> **WHAT THE TASK REQUIRES**:
From first entry to last, give the listing again verbatim.

> **EXERCISE MATERIALS**:
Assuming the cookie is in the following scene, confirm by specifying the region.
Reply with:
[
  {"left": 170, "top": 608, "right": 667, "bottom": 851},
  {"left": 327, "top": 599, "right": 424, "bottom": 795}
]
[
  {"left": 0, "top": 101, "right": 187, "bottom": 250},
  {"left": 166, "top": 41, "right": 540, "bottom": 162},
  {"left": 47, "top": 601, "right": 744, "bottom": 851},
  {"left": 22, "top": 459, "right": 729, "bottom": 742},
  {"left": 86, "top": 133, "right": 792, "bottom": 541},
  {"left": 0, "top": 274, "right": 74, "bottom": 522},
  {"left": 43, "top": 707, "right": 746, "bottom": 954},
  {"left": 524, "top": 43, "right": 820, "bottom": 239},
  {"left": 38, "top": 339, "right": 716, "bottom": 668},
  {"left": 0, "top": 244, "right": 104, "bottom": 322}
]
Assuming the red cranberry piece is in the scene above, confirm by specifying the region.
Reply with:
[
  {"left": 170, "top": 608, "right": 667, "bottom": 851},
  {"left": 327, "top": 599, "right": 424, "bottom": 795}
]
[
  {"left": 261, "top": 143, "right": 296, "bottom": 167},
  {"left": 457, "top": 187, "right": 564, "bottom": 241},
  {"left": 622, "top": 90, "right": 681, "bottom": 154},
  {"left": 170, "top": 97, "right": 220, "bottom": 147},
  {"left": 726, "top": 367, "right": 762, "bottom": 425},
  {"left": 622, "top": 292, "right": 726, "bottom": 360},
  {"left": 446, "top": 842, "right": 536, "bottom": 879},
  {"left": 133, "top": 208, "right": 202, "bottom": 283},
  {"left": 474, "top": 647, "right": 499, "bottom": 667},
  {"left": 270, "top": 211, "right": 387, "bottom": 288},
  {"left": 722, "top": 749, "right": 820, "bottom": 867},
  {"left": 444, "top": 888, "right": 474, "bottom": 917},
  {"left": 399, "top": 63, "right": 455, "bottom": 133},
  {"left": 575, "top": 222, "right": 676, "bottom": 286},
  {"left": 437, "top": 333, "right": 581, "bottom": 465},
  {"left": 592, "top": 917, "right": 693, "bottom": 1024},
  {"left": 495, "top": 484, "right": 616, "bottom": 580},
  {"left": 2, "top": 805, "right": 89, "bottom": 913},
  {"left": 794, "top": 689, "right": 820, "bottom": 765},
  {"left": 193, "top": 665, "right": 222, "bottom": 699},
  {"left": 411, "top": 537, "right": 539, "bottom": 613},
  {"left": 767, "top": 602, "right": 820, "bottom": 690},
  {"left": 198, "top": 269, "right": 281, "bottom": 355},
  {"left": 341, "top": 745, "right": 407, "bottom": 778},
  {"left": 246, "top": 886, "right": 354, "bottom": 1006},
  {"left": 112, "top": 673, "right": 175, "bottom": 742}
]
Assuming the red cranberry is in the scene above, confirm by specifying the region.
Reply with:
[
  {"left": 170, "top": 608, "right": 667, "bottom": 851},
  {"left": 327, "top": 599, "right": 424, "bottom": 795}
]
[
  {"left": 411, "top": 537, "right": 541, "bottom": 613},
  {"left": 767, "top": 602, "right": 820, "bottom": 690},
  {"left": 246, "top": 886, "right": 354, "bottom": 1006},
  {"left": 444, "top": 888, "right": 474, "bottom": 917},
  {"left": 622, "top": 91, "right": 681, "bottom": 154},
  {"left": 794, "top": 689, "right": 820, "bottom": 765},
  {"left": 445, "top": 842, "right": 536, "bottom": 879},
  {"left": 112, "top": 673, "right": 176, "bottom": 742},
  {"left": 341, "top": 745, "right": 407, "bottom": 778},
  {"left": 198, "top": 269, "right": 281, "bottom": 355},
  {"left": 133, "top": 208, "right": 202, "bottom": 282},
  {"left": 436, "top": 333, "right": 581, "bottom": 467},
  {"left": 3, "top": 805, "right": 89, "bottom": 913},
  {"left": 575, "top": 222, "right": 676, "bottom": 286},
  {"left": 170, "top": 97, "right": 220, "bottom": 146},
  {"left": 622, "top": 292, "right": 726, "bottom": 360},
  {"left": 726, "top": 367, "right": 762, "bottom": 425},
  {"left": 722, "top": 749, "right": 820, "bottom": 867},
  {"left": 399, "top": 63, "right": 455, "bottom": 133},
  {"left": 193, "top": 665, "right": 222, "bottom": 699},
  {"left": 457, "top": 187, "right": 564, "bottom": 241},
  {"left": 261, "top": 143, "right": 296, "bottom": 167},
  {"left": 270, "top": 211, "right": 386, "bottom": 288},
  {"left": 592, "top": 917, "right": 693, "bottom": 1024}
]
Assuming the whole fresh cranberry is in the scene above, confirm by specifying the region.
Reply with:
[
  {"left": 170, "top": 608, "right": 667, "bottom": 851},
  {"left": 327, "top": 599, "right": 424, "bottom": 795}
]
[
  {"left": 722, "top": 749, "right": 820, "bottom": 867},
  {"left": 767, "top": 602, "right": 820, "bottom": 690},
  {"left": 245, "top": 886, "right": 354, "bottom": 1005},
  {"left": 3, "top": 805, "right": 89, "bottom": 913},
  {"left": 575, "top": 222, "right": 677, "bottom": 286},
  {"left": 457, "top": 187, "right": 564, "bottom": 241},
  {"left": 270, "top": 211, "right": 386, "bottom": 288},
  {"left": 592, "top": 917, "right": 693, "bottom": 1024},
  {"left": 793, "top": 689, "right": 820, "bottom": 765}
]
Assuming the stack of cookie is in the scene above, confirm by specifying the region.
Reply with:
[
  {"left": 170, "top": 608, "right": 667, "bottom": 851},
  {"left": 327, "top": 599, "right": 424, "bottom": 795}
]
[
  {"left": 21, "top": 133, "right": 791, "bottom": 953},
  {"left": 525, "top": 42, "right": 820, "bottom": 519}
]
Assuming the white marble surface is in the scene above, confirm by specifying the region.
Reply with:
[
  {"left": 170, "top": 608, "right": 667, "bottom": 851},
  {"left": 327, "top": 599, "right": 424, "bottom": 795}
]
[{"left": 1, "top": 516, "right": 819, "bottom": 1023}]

> **YOUR RESPONSE**:
Assuming the cookie is in the following scene, confirm by specifying the region.
Reply with:
[
  {"left": 170, "top": 608, "right": 667, "bottom": 851},
  {"left": 327, "top": 599, "right": 424, "bottom": 795}
]
[
  {"left": 0, "top": 101, "right": 187, "bottom": 250},
  {"left": 166, "top": 41, "right": 540, "bottom": 162},
  {"left": 47, "top": 601, "right": 744, "bottom": 851},
  {"left": 22, "top": 459, "right": 729, "bottom": 742},
  {"left": 86, "top": 133, "right": 792, "bottom": 541},
  {"left": 0, "top": 274, "right": 74, "bottom": 522},
  {"left": 43, "top": 707, "right": 746, "bottom": 954},
  {"left": 524, "top": 43, "right": 820, "bottom": 239},
  {"left": 38, "top": 339, "right": 716, "bottom": 668},
  {"left": 0, "top": 244, "right": 104, "bottom": 322}
]
Assuming the red cranberry piece is in the scene above, confirm by specifying the region.
Reply with:
[
  {"left": 170, "top": 608, "right": 667, "bottom": 851},
  {"left": 327, "top": 599, "right": 424, "bottom": 795}
]
[
  {"left": 261, "top": 143, "right": 296, "bottom": 167},
  {"left": 457, "top": 187, "right": 564, "bottom": 241},
  {"left": 622, "top": 90, "right": 681, "bottom": 154},
  {"left": 170, "top": 97, "right": 220, "bottom": 147},
  {"left": 726, "top": 367, "right": 762, "bottom": 425},
  {"left": 622, "top": 292, "right": 726, "bottom": 360},
  {"left": 446, "top": 842, "right": 536, "bottom": 879},
  {"left": 133, "top": 208, "right": 202, "bottom": 283},
  {"left": 474, "top": 647, "right": 499, "bottom": 667},
  {"left": 270, "top": 211, "right": 387, "bottom": 288},
  {"left": 722, "top": 749, "right": 820, "bottom": 867},
  {"left": 444, "top": 888, "right": 474, "bottom": 917},
  {"left": 399, "top": 63, "right": 455, "bottom": 133},
  {"left": 575, "top": 222, "right": 676, "bottom": 286},
  {"left": 437, "top": 333, "right": 581, "bottom": 465},
  {"left": 592, "top": 917, "right": 693, "bottom": 1024},
  {"left": 495, "top": 484, "right": 616, "bottom": 580},
  {"left": 2, "top": 805, "right": 89, "bottom": 913},
  {"left": 794, "top": 689, "right": 820, "bottom": 765},
  {"left": 193, "top": 665, "right": 222, "bottom": 699},
  {"left": 411, "top": 537, "right": 539, "bottom": 613},
  {"left": 767, "top": 602, "right": 820, "bottom": 690},
  {"left": 198, "top": 269, "right": 281, "bottom": 355},
  {"left": 341, "top": 745, "right": 407, "bottom": 778},
  {"left": 246, "top": 886, "right": 354, "bottom": 1006},
  {"left": 112, "top": 673, "right": 175, "bottom": 742}
]
Assuming the red cranberry is in the scene above, confirm by specifying the region.
Reply with:
[
  {"left": 170, "top": 608, "right": 667, "bottom": 851},
  {"left": 327, "top": 599, "right": 424, "bottom": 795}
]
[
  {"left": 411, "top": 537, "right": 541, "bottom": 613},
  {"left": 767, "top": 602, "right": 820, "bottom": 690},
  {"left": 246, "top": 886, "right": 354, "bottom": 1006},
  {"left": 444, "top": 888, "right": 474, "bottom": 917},
  {"left": 622, "top": 91, "right": 681, "bottom": 154},
  {"left": 794, "top": 689, "right": 820, "bottom": 765},
  {"left": 445, "top": 842, "right": 536, "bottom": 879},
  {"left": 112, "top": 673, "right": 176, "bottom": 742},
  {"left": 341, "top": 745, "right": 407, "bottom": 778},
  {"left": 198, "top": 269, "right": 281, "bottom": 355},
  {"left": 133, "top": 208, "right": 202, "bottom": 282},
  {"left": 436, "top": 333, "right": 581, "bottom": 467},
  {"left": 3, "top": 805, "right": 89, "bottom": 913},
  {"left": 575, "top": 222, "right": 676, "bottom": 286},
  {"left": 170, "top": 97, "right": 220, "bottom": 146},
  {"left": 622, "top": 292, "right": 726, "bottom": 360},
  {"left": 726, "top": 367, "right": 762, "bottom": 425},
  {"left": 722, "top": 749, "right": 820, "bottom": 867},
  {"left": 399, "top": 63, "right": 455, "bottom": 133},
  {"left": 193, "top": 665, "right": 222, "bottom": 699},
  {"left": 457, "top": 187, "right": 564, "bottom": 241},
  {"left": 261, "top": 143, "right": 296, "bottom": 167},
  {"left": 270, "top": 211, "right": 386, "bottom": 288},
  {"left": 592, "top": 917, "right": 693, "bottom": 1024}
]
Assuming the whole fresh cranberry is in the scene above, confirm by specifying the region.
Reply with:
[
  {"left": 170, "top": 608, "right": 667, "bottom": 851},
  {"left": 327, "top": 599, "right": 424, "bottom": 795}
]
[
  {"left": 722, "top": 749, "right": 820, "bottom": 867},
  {"left": 767, "top": 602, "right": 820, "bottom": 690},
  {"left": 245, "top": 886, "right": 354, "bottom": 1005},
  {"left": 3, "top": 805, "right": 89, "bottom": 913},
  {"left": 575, "top": 222, "right": 677, "bottom": 286},
  {"left": 457, "top": 187, "right": 564, "bottom": 241},
  {"left": 270, "top": 211, "right": 386, "bottom": 288},
  {"left": 592, "top": 917, "right": 693, "bottom": 1024},
  {"left": 793, "top": 689, "right": 820, "bottom": 765}
]
Assuming the stack of cookie is in the scene above, confirm by specifying the region.
Reply with:
[
  {"left": 170, "top": 608, "right": 667, "bottom": 851},
  {"left": 327, "top": 599, "right": 424, "bottom": 795}
]
[
  {"left": 21, "top": 133, "right": 791, "bottom": 953},
  {"left": 525, "top": 42, "right": 820, "bottom": 519}
]
Assuming the white marble surface is in the scene above, confirm by specifying the region.
Reply with:
[
  {"left": 170, "top": 608, "right": 667, "bottom": 851},
  {"left": 327, "top": 599, "right": 424, "bottom": 795}
]
[{"left": 1, "top": 516, "right": 819, "bottom": 1023}]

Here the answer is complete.